PAGE EXCERPT START
What has made it a bit difficult to diagnose is that his alters are not totally different (like one sees on film/TV multiple personas, with different clothes and names etc). However there are, and have been, traits they do not share. One alter for example is in charge with anger, resentment etc (he can't deal with rage otherwise). But what goes on is not much different than a BPD going into a ragefit. What does create more difficulties is that not all of his alters want to be with me in a relationship. Perhaps some here still remember something about my case, nevertheless he dumped me quite suddenly about two months ago after being cold and distant for a month. Before that happened we shared the most loving and intimate moments ever, for months, something that has always ended with him switching into a cold distant version of him. However, even this colder version continued to attend therapy etc, so his alters are not totally autonomous either (or they are, with the exception of the suicidal one, helpbent on getting him/them better)
But the good thing is that a lot of stuff that works with BPDs seems work with DIDs as well! My lessons here have been of good use nonetheless. For what i've managed to gather so far is that maintaining boundaries is perhaps even more crucial with a pwDID than with pwBPDs. Also not taking anything personally and avoiding getting involved in arguments. Both BPD and DID seem to have profound attachment issues, very similar in that perspective too.
So yeah. I'm with him, still, but it has been quite draining period of time. I don't know if being dumped and hasn't affected my feelings too much - i was getting used to the idea of not being with him anymore, though i don't think i never stopped loving him. Now I try to figure how much FOG affects my thinking and take it as it comes i guess.
PAGE EXCERPT END
**QUESTIONS TO ANSWER:**
A - Condense the paragraph of the post above beginning "But the good thing is" into a short bulleted list that keeps its main points.
B - Name every approach that the post describes as useful for dealing with a person with DID.
DATA START
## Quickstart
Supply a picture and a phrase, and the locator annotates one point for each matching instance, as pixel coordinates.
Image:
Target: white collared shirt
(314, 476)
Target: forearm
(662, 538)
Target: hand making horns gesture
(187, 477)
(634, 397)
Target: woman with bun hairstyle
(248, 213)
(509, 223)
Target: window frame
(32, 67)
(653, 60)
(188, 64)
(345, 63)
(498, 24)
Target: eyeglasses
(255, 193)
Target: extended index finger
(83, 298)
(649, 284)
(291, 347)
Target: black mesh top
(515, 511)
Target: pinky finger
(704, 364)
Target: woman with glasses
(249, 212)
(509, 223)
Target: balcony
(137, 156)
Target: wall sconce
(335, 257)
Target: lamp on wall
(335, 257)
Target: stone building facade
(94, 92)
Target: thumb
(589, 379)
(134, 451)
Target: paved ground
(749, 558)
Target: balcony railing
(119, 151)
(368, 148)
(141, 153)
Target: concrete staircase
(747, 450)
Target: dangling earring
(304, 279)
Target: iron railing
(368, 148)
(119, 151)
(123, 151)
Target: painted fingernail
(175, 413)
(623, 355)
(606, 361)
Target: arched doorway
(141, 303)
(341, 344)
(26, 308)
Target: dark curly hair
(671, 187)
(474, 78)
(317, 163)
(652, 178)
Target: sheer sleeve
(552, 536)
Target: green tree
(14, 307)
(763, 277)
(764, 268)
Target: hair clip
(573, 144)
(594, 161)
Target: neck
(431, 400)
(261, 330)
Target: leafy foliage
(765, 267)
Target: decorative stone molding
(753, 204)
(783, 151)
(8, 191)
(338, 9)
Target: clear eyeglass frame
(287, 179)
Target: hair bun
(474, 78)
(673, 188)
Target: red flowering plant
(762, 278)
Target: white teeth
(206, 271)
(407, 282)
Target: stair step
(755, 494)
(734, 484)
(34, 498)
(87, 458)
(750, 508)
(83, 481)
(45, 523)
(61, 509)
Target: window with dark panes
DATA END
**SOLUTIONS TO THE PROBLEMS:**
A -
- Much of what works with BPD seems to work with DID as well, so lessons learned about BPD have still been useful.
- Maintaining boundaries may be even more crucial with a person with DID than with people with BPD.
- Not taking anything personally and avoiding getting involved in arguments also apply.
- BPD and DID both seem to involve profound attachment issues.

B -
- Maintaining boundaries
- Not taking anything personally
- Avoiding getting involved in arguments